• _Problem to work on_: In the malaria vaccine article, begin at the words "In Rwanda, the" and stop after "Ministry of Health.", writing that passage out again with "Rwanda" swapped for "the country".

• _Text segment_:

****************

Ongoing global efforts to tackle malaria have taken a positive turn following the authorisation of an experimental malaria vaccine for trial.
This move was announced by the The World Health Organisation’s Strategic Advisory Group of Experts on Immunisation (SAGE) and the Malaria Policy Advisory Committee (MPAC).
The test of the ‘Mosquirix’ vaccine is to be conducted in three to five (non-clinical setting) in order to understand how best to use the vaccine that aims to protect young children against malaria.
Following earlier WHO trials, it was found that for a child to be fully protected four doses of the vaccine are required on top of additional contact with the health care system.
The first three doses are given one month apart followed by an 18-month pause before the fourth dose. Without the fourth dose, children have no overall reduction in severe malaria.
“The question about how the malaria vaccine may best be delivered still needs to be answered. After detailed assessment of all the evidence we recommended that this question is best addressed by having three to five large pilot implementation projects,” said Prof. Jon S. Abramson, chair of SAGE.
Progress in Rwanda
According to WHO, malaria is an entirely preventable and treatable mosquito-borne illness but in 2013, 97 countries had ongoing malaria transmission. Worldwide, an estimated 3.4 billion people are at risk of malaria, of which 1.2 billion are at high risk.
In high-risk areas, more than one malaria case occurs per 1,000 people.
Worse still, in 2012, malaria killed an estimated 482,000 children under five. That is 1,300 children every day, with 90 per cent of deaths occurring in sub-Saharan Africa.
In Rwanda, the number of children under five years getting appropriate treatment within 24 hours grew from 845 in 2009 to 96 per cent in 2013.
However, deaths from malaria was 439 in 2012 although these decreased to 352 in 2014 from 412 in 2013, according to information from the Ministry of Health.
Dr Corine Kalema, the head of malaria and other parasitic disease division at Rwanda Biomedical Centre, said the vaccine was welcome but emphasis should be on existing malaria prevention strategies in the country.
“The vaccine is an additional tool which needs to be used with other malaria control interventions. This vaccine does not replace existing proven and cost-effective methods such as using treated mosquito nets, efficacious artemisinin combination therapies and indoor residual spraying, which have shown greater impact in Rwanda,” Kalema told The New Times.
He also called for the decision to involve further studies in countries with moderate transmission.
“We are sure that Rwanda may be the perfect setting to be included in the pilot project if countries with moderate malaria transmission will be included in the study,” Dr Kalema added.

****************

• _Material provided_:
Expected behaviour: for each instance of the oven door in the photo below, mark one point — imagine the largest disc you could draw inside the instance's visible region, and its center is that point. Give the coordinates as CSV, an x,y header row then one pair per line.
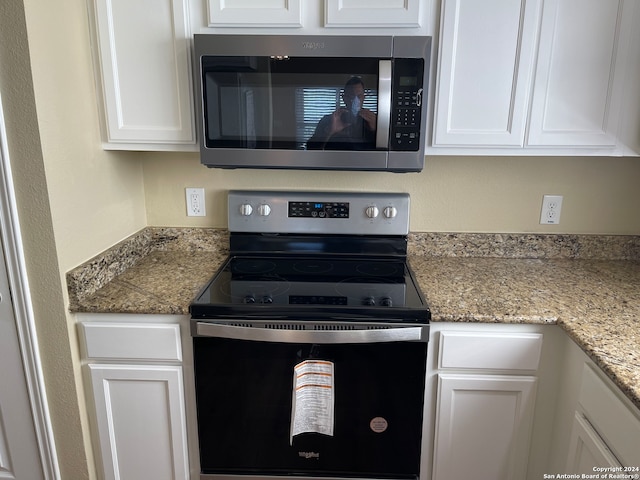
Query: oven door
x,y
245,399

****************

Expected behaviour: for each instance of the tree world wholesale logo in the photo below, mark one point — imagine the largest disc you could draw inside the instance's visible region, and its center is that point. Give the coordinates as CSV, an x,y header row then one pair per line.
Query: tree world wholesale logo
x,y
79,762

****************

• _Finished task_:
In the country, the number of children under five years getting appropriate treatment within 24 hours grew from 845 in 2009 to 96 per cent in 2013.
However, deaths from malaria was 439 in 2012 although these decreased to 352 in 2014 from 412 in 2013, according to information from the Ministry of Health.